→ TASK DETAILS:
Output every line of the entries below as a JSON list of strings, one string per line, with blank lines omitted. Leave the pictures out of the list.

┄┄┄┄┄┄┄┄┄┄┄┄┄┄┄┄┄┄┄┄

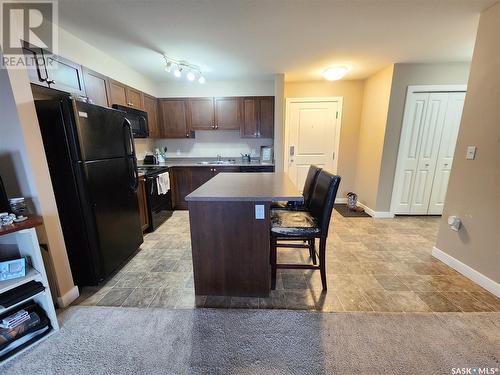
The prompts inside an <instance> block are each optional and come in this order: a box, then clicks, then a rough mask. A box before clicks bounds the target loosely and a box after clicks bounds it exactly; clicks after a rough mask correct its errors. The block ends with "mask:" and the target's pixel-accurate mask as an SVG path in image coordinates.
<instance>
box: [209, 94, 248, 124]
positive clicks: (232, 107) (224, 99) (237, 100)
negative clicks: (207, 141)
mask: <svg viewBox="0 0 500 375" xmlns="http://www.w3.org/2000/svg"><path fill="white" fill-rule="evenodd" d="M214 106H215V129H218V130H240V124H241V117H242V116H241V98H238V97H232V98H215V99H214Z"/></svg>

┄┄┄┄┄┄┄┄┄┄┄┄┄┄┄┄┄┄┄┄

→ EXERCISE RESPONSE:
[
  "The prompts inside an <instance> block are each optional and come in this order: a box, then clicks, then a rough mask. A box before clicks bounds the target loosely and a box after clicks bounds it exactly; clicks after a rough mask correct its errors. The block ends with \"mask:\" and the target's pixel-accurate mask as an SVG path in image coordinates.",
  "<instance>",
  "box: [209, 94, 248, 124]",
  "positive clicks: (232, 107) (224, 99) (237, 100)",
  "negative clicks: (207, 141)",
  "mask: <svg viewBox=\"0 0 500 375\" xmlns=\"http://www.w3.org/2000/svg\"><path fill=\"white\" fill-rule=\"evenodd\" d=\"M214 106H215V129H218V130H240V124H241V117H242V116H241V98H238V97H232V98H215V99H214Z\"/></svg>"
]